(Point localization data)
........

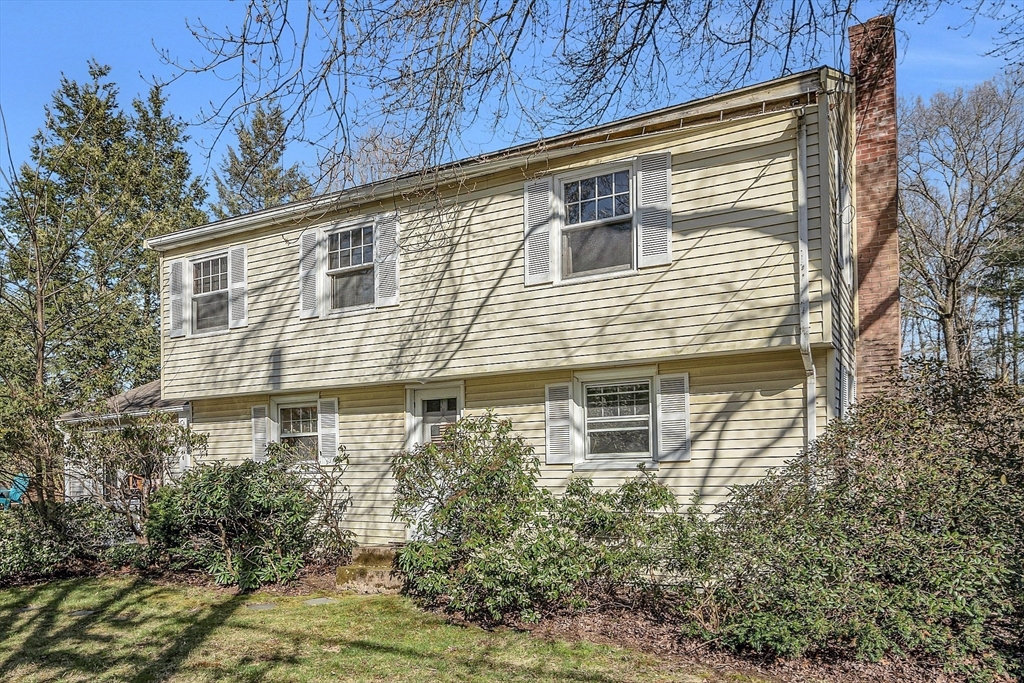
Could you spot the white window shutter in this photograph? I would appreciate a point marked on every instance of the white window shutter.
(537, 219)
(261, 432)
(673, 417)
(653, 213)
(386, 259)
(327, 412)
(238, 305)
(308, 275)
(177, 312)
(558, 419)
(844, 391)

........

Task prompt ▸ Apart from the pictures, set down all the entries above exactly.

Written reply ▸
Could you spot the white window shutter in this photograph? I would appreciate a point marked on every instance of the white window shutter.
(537, 219)
(261, 432)
(673, 417)
(653, 213)
(386, 259)
(327, 412)
(238, 305)
(308, 275)
(177, 312)
(558, 419)
(844, 391)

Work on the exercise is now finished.